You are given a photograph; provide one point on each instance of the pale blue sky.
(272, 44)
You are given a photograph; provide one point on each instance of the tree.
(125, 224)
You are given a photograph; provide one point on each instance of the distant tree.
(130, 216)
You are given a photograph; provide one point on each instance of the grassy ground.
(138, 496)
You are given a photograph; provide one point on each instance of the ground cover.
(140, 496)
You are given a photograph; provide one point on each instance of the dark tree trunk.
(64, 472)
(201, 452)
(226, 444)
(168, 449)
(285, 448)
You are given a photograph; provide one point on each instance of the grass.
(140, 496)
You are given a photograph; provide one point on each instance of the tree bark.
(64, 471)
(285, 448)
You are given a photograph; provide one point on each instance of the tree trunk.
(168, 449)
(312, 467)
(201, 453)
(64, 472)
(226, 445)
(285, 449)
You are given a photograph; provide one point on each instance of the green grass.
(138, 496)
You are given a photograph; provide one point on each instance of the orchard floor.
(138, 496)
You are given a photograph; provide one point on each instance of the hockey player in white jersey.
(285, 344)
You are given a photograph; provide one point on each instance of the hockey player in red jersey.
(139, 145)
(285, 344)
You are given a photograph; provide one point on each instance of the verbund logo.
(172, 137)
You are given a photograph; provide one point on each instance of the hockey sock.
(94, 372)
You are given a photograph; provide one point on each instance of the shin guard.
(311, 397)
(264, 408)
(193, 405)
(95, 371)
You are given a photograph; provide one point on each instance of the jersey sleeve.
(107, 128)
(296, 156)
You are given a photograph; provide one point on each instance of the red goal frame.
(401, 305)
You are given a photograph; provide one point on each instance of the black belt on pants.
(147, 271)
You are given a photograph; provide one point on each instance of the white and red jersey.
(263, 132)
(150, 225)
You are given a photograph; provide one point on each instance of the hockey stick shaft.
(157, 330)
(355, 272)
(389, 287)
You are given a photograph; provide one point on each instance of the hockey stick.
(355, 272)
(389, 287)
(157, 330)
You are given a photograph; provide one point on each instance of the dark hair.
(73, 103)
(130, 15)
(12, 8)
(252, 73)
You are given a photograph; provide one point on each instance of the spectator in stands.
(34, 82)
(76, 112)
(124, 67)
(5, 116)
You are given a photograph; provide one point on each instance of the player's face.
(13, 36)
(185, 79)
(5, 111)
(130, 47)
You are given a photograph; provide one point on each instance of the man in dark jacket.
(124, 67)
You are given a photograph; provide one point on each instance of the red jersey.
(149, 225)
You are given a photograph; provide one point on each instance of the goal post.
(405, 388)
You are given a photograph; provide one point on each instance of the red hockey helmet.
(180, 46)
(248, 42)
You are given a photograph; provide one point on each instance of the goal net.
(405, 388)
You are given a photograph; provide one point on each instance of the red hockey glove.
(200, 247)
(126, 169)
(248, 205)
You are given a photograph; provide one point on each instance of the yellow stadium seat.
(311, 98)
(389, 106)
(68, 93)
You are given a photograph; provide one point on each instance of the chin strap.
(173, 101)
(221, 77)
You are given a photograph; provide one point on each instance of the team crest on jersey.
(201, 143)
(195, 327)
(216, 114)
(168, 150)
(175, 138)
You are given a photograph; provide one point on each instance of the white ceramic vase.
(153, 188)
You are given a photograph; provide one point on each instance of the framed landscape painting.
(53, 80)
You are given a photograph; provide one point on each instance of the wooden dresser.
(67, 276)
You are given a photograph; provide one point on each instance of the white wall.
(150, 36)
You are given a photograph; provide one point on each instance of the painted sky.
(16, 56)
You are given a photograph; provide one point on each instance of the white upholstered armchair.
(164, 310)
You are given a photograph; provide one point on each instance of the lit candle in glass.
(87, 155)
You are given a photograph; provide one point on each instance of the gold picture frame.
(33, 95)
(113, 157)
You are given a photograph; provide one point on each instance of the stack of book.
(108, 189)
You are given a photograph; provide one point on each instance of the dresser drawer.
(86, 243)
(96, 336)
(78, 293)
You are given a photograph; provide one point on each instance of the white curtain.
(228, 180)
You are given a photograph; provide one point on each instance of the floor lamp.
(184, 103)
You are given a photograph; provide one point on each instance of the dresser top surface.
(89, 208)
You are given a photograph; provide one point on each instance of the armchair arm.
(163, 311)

** Exercise prompt **
Reproduce the stretch of records from the line containing "dresser top surface." through the end of the records, requests included, scaling every point coordinate in the answers by 0.35 and rounding each to a whole number, with halves rounded up. Give only those lines.

** Response to this exercise **
You are given a photograph; provide one point on each instance of the dresser top surface.
(31, 73)
You are given a photograph; provide one point on each instance of the armchair arm.
(57, 109)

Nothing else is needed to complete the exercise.